▸ Exercise 1
In the passage on Singapore in 1941, what designation was given to the squadron commanded by Vice-Admiral Sir Tom Philips?
start Page
On 11 November 1941, the Japanese enjoyed a serendipitous windfall. The German raider Atlantis boarded the steamer Automedon in the Indian Ocean and discovered a British Chiefs of Staff appreciation stating that “in the event of war with Japan, it would be impossible to hold Hong Kong, Malaya, or Singapore.”2 This was relayed to the Japanese naval attaché in Berlin, and plans were laid accordingly.

Some observers were prescient enough to appreciate Singapore’s vulnerability. The same day that Admiral Nagumo received the order to attack the American fleet at Pearl Harbor, HMS Prince of Wales, HMS Repulse and four destroyers arrived in Singapore. Curiously, this squadron, commanded by Vice-Admiral Sir Tom Philips, was designated Force Z, while Nagumo’s First Air Fleet had been designated Operation Z.3 Prince of Wales and Repulse were the alpha and omega of British seapower; the former was the Royal Navy’s most modern battleship, the latter one of its oldest battlecruisers.

On hand to see the warships arrive was Lady Diana Cooper, a society beauty who had just landed (with 100 suitcases) in Singapore with her husband, Alfred Duff Cooper, whom Churchill had dispatched to report on Southeast Asia. “Today,” she wrote, “a little fleet arrived to help….a lovely sight but on the petty side.”4

Duff Cooper wrote a scathing report about Singapore. To begin with, the command structure was hopelessly confused. The Commander-in-Chief Far East was Air Chief Marshal Sir Robert Brooke-Popham, whom the Coopers uncharitably labelled “old Pop-off.”5 He had no authority over the Navy or the civil administration in Malaya. The governor of Singapore and the High Commissioner for the Federated Malay States was Sir Thomas Shenton, dismissed derisively, on the basis of his colonial service in Africa, as “Tom Tom” Shenton. Malaya’s civilian defence secretary, C.A. Vlieland, asserted throughout 1940 that “the army was deluded by ‘the invention of the imaginary fortress of Singapore.’”6

Another commentator was General Archibald Wavell, Commander-in-Chief India. Wavell had been the celebrated hero of British resistance in North Africa, but his professional career had come dangerously unstuck in the aftermath of the debacle in Crete and Churchill had shipped him off to New Delhi. In India, Wavell embarked on a “liaison” or fact-finding mission to Southeast Asia. He was “horrified” by what he discovered in Burma, where there was a “complete lack of organization, of military intelligence, and of planning generally to meet any Japanese attack.”7 Wavell knew from his time in the War Office in the 1920s about Singapore’s reputation as the Gibraltar of the Far East, but Major-General Arthur Percival, the General Officer Commanding, Malaya Command, warned that the Japanese might very well “burgle Malaya by the back door,”8 thereby laying Singapore open to attack. But Wavell misread the situation, reporting on 8 November 1941 that “I should think the Jap has a very poor chance of successfully attacking Malaya and I don’t think, myself, that there is much prospect of his trying.”9

A month later, the Japanese crossed into northern Malaya and Admiral Philips led his ships up the east coast of the Malay Peninsula in an effort to interdict Japanese troop transports. Bereft of airpower, Prince of Wales and Repulse were quickly sunk by Japanese aircraft (see Singapore papers, FH 139: 40-49). “The relentless demonstration of Japanese technological prowess,” Christopher Bayly and Tim Harper observed, “did more to break civilian and military resistance than any other factor.”10

There was an iconic quality about the event. It captured, tragically, the inadequacy of the British response and the dangers inherent in underestimating your opponent. The good news for Churchill was that come what may, he had avoided one of the conditions that he feared almost more than anything else: he was not obliged to lead his nation against the Japanese without American support. The bad news was that the strategic landscape had suddenly become far more complex. American entry into the war in the Pacific meant that the fate of British Southeast Asia and India had become inextricably linked with American efforts to aid Chiang Kaishek in China against the Japanese. In the dark days of December, Churchill was confronted with managing the increasingly asymmetrical politics of allied warfare.
end Page
▸ Exercise 2
Gather every line of the entries that contains the word "gray". Case counts.
start Extracted information
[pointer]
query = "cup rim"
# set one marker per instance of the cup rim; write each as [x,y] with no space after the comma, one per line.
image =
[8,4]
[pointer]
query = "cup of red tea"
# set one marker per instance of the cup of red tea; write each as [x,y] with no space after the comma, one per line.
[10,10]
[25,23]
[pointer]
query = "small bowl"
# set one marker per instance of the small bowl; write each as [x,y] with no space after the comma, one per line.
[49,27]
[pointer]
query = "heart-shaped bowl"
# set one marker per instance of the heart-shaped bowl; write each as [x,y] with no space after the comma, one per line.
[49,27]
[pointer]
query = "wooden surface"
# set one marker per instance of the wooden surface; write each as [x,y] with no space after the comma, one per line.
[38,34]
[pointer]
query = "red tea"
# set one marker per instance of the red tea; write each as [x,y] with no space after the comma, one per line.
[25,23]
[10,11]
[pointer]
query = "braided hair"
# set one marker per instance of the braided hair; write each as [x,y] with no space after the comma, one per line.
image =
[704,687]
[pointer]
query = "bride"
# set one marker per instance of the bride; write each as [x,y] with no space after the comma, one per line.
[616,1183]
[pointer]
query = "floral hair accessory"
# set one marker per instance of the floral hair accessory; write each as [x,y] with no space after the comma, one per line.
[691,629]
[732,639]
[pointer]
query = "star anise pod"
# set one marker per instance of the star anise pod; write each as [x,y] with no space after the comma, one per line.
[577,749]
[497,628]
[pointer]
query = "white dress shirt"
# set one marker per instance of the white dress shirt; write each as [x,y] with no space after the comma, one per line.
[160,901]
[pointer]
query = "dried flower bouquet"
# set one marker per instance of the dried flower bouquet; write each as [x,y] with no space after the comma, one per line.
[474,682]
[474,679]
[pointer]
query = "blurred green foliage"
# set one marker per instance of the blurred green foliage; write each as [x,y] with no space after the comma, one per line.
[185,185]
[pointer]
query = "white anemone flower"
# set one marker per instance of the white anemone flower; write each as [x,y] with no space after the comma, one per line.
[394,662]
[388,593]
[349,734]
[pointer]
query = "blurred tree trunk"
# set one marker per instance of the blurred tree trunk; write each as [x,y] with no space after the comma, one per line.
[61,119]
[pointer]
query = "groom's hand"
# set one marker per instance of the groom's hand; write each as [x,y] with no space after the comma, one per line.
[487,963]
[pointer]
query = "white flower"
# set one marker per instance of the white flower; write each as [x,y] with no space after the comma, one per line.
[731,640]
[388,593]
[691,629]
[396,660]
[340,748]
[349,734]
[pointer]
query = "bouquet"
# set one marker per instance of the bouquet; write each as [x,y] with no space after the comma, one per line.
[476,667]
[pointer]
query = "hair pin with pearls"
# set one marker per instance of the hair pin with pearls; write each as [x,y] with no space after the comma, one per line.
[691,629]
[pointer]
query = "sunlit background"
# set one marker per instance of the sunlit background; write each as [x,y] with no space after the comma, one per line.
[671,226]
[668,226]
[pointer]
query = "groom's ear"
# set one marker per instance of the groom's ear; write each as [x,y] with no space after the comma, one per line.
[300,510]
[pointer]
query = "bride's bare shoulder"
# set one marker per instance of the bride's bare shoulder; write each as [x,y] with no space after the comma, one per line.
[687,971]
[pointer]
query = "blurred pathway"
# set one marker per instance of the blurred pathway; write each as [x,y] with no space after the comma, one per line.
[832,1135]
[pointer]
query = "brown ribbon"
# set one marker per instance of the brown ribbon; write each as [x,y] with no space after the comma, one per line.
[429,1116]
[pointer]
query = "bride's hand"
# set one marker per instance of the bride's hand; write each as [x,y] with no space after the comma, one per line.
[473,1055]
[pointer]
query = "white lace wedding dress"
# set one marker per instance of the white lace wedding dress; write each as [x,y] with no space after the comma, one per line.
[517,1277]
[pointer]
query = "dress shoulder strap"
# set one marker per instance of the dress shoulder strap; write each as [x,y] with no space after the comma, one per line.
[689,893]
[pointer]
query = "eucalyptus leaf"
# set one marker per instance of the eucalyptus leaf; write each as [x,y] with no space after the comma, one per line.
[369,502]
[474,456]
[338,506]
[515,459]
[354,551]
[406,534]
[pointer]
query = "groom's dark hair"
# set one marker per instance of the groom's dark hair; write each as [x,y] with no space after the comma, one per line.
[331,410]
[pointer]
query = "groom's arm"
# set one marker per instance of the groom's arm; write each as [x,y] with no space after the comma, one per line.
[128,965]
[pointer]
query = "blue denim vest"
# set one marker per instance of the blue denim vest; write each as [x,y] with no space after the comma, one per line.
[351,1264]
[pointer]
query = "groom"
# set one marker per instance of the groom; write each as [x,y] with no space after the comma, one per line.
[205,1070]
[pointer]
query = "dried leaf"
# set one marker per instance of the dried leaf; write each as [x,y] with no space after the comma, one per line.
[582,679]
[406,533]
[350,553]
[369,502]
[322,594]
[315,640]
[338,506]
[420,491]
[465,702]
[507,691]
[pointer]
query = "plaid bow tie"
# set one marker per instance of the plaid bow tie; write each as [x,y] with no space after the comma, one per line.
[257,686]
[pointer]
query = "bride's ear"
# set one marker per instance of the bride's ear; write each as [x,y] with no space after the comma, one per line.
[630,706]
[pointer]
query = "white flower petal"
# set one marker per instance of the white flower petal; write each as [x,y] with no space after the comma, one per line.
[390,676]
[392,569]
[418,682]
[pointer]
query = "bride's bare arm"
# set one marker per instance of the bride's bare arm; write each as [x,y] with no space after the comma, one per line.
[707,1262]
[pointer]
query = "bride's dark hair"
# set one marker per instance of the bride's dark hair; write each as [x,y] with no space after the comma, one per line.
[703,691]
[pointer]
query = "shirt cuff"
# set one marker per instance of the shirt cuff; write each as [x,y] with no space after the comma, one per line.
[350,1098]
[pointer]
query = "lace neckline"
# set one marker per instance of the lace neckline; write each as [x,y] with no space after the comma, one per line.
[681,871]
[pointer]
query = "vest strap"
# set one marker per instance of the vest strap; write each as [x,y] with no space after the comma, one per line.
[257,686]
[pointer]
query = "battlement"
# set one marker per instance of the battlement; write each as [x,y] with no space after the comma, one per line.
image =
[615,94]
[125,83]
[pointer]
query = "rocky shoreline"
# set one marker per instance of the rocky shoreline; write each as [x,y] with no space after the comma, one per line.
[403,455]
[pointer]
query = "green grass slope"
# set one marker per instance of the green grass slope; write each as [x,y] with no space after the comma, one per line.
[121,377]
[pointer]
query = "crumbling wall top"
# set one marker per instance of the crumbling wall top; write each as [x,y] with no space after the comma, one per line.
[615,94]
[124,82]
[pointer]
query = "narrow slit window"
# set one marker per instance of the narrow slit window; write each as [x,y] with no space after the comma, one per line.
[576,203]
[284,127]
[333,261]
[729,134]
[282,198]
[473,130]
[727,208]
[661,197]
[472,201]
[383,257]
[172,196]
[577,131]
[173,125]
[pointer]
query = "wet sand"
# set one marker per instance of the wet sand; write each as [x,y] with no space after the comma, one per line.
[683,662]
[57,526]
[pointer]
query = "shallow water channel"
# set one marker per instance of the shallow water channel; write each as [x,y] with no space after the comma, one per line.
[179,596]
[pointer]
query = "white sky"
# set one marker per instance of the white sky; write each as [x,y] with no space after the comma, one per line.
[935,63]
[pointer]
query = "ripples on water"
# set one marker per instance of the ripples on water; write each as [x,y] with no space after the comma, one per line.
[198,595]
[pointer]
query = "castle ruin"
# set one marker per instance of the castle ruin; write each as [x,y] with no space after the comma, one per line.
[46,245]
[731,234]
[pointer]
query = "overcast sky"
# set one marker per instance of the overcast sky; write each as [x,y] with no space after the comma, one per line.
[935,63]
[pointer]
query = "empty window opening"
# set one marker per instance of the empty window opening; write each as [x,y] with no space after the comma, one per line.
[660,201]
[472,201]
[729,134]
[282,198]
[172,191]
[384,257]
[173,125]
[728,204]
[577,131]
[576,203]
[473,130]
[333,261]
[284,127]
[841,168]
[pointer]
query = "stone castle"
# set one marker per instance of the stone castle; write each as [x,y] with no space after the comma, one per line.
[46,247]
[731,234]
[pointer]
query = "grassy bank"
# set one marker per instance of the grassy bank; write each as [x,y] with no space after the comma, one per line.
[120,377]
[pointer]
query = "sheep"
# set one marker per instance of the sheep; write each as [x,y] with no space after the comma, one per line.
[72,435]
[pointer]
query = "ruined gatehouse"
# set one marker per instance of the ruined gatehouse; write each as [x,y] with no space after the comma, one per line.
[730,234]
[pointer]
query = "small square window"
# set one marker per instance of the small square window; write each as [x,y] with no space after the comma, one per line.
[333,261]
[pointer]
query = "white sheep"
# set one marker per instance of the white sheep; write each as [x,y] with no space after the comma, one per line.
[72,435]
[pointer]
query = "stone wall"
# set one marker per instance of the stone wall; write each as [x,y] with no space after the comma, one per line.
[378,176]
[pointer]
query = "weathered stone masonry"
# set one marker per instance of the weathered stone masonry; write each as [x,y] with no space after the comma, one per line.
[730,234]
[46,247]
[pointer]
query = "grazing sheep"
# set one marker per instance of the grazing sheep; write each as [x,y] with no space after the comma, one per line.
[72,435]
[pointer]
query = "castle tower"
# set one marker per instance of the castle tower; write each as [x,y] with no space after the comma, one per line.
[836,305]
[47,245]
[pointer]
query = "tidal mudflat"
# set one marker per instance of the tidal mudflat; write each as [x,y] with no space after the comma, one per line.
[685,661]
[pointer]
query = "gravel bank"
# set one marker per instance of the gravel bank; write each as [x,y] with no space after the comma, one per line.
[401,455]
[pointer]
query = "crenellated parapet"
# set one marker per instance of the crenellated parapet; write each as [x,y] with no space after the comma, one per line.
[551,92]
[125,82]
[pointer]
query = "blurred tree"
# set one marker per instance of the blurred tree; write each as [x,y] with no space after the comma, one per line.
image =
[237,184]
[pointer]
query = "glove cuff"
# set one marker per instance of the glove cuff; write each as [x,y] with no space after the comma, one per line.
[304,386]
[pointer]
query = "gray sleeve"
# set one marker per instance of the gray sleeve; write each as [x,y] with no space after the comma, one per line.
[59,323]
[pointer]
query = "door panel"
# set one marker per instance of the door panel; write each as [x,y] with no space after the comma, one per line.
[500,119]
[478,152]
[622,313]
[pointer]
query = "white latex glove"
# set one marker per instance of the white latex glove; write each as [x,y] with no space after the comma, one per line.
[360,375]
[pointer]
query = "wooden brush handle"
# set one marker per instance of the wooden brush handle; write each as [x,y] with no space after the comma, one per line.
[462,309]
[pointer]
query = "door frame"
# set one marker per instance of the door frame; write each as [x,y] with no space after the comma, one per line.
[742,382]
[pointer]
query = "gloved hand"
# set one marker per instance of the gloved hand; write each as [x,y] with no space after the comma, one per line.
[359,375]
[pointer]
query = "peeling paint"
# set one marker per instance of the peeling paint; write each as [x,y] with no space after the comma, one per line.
end Extracted information
▸ Problem solution 1
Force Z

▸ Problem solution 2
query = "gray sleeve"
# set one marker per instance of the gray sleeve; write each as [x,y] with no space after the comma, one per line.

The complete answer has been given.